With algorithms becoming increasingly sophisticated and computing power continuing to increase, a growing number of commercial AI applications have gained momentum in various industries. For example, in the financial industry, some banks are managing credit risks through AI-based intelligent risk control models to reduce the rate of their non-performing loans. However, this requires the support of abundant and richly sourced data for such AI applications to yield better efficiency.

Multisource data collaboration and sharing are by no means easy. On the one hand, when it comes to business sensitive information, most organizations are very cautious when it comes to data sharing. Even for different departments in the same organization, information transfer requires multiple levels of approval. On the other hand, data security and privacy protection have drawn increased public attention. This brings ever increasing scrutiny to data security issues during the interaction, transfer, and aggregation of multisource data.

Therefore, AI teams in every organization are seeking privacy computing solutions with more security and higher efficiency. This enhances multisource data collaboration when modeling to provide larger-scale and higher-quality data for AI model training.

Among these solutions, the federated learning method is a privacy computing method that has gained widespread attention in recent years. Compared with previous methods such as secure multiparty computation, distributed machine learning, and deep learning, the federated learning method has the following features:

  • The data from each party resides locally with the participant during the training. The basic process of a federated learning method is illustrated in Figure 1 below.
  • With all data from each party participating in the training process, the loss of accuracy for federated learning is more manageable compared to the model trained with all the data merged.
  • Such a training process does not compromise privacy and security, and each party can participate in and facilitate the optimization of the AI model and share the final model, without having to disclose raw data.

As an active explorer and participant in federated learning, WeBank has led the way by releasing its industrial federated learning open-source framework, called FATE, to help improve the convenience and efficiency of building a federated learning solution and to quickly integrate with user application scenarios. As a distributed secure computing framework, FATE supports privacy technologies like homomorphic encryption (including full homomorphic encryption and partial homomorphic encryption) and covers different federated learning models, such as horizontal and vertical federated learning, as well as federated transfer learning, thus providing high-performance secure computing for machine learning, deep learning, and so on. 

Intel has been consistently providing exceptional foundational capabilities for all types of privacy technologies in federated learning solutions, with advanced software/hardware products and technologies. The various homomorphic encryption algorithms supported by the WeBank FATE framework need to perform high-density computing tasks, which can be significantly boosted in performance by taking advantage of the Intel® Architecture Platform.

Now, the advent of 3rd Gen Intel® Xeon® Scalable Processors with 1-socket and 2-socket systems, has equipped various federated learning tasks with extraordinary computing power. Its integrated Intel® AVX-512 IFMA instruction set, combined with unmatched technologies and products such as Intel® IPP- Cryptography library, has provided specific accelerating capabilities for partial homomorphic encryption computation.

Available data.
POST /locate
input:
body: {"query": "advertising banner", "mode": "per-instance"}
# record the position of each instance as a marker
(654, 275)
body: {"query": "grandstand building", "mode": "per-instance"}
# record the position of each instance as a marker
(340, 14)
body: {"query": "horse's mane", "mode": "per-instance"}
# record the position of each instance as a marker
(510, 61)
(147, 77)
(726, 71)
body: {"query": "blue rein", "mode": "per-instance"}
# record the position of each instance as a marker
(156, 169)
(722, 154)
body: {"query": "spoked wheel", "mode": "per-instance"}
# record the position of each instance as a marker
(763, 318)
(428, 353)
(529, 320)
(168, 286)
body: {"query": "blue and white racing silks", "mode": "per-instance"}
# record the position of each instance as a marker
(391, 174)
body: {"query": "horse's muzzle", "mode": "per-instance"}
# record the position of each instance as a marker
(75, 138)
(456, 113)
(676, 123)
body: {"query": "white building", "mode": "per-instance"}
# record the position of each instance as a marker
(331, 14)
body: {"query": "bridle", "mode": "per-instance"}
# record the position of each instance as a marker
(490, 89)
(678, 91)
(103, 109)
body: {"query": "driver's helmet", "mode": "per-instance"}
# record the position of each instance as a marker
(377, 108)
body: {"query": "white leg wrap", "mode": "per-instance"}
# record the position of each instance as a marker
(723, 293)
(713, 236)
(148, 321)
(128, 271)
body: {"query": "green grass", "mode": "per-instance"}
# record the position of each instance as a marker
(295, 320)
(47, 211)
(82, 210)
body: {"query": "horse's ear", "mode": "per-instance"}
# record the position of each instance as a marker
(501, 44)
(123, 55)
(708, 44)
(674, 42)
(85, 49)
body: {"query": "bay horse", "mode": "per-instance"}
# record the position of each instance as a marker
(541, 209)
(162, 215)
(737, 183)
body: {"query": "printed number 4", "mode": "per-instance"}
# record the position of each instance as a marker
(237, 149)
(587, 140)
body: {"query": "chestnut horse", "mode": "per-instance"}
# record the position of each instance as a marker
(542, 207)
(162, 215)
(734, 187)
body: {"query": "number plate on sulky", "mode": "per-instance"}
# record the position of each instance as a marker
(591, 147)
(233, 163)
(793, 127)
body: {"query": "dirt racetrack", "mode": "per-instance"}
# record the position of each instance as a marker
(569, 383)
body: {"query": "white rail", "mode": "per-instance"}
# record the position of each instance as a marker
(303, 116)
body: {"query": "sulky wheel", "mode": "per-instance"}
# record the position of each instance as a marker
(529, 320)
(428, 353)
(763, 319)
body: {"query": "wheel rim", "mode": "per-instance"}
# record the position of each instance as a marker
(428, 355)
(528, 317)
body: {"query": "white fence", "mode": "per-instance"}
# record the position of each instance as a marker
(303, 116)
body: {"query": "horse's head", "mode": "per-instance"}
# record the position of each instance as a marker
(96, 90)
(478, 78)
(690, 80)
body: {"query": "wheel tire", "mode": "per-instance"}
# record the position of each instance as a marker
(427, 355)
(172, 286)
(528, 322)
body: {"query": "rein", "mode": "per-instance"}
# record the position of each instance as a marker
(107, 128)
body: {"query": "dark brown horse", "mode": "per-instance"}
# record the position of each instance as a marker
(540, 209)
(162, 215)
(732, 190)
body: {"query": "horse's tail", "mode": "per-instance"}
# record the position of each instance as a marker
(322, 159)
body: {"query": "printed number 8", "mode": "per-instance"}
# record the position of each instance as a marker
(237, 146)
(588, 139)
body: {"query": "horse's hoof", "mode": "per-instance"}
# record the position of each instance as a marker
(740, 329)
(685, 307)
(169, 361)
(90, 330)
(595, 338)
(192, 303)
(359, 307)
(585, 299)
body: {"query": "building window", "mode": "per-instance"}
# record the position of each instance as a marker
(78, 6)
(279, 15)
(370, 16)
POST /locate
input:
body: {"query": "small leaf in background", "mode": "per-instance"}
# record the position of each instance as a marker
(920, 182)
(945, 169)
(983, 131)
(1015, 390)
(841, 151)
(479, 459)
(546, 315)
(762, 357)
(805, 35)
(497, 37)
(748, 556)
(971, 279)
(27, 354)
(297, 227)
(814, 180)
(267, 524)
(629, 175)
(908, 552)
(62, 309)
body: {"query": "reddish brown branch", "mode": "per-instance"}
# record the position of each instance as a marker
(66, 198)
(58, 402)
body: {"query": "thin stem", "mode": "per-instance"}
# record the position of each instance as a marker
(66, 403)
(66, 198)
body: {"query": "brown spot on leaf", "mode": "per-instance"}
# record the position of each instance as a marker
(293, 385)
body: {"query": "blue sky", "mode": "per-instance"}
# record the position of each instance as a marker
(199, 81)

List of tasks.
1: Summarize the federated learning text in two sentences.
2: Please update the federated learning text from "Intel has been" to "Intel® Architecture Platform.", changing "high-density" to "compute-intensive".
The listing isn't needed for this work.

Solved problems.
1: Commercial AI applications need abundant, richly sourced data, but sharing data across sources is hampered by business sensitivity and growing concern over security and privacy, so AI teams are seeking privacy computing solutions such as federated learning, which lets each party help optimize and share a model without disclosing raw data. WeBank's open-source FATE framework supports federated learning models and homomorphic encryption, and 3rd Gen Intel® Xeon® Scalable Processors, with the Intel® AVX-512 IFMA instruction set and the Intel® IPP-Cryptography library, accelerate partial homomorphic encryption computation.

2:
Intel has been consistently providing exceptional foundational capabilities for all types of privacy technologies in federated learning solutions, with advanced software/hardware products and technologies. The various homomorphic encryption algorithms supported by the WeBank FATE framework need to perform compute-intensive computing tasks, which can be significantly boosted in performance by taking advantage of the Intel® Architecture Platform.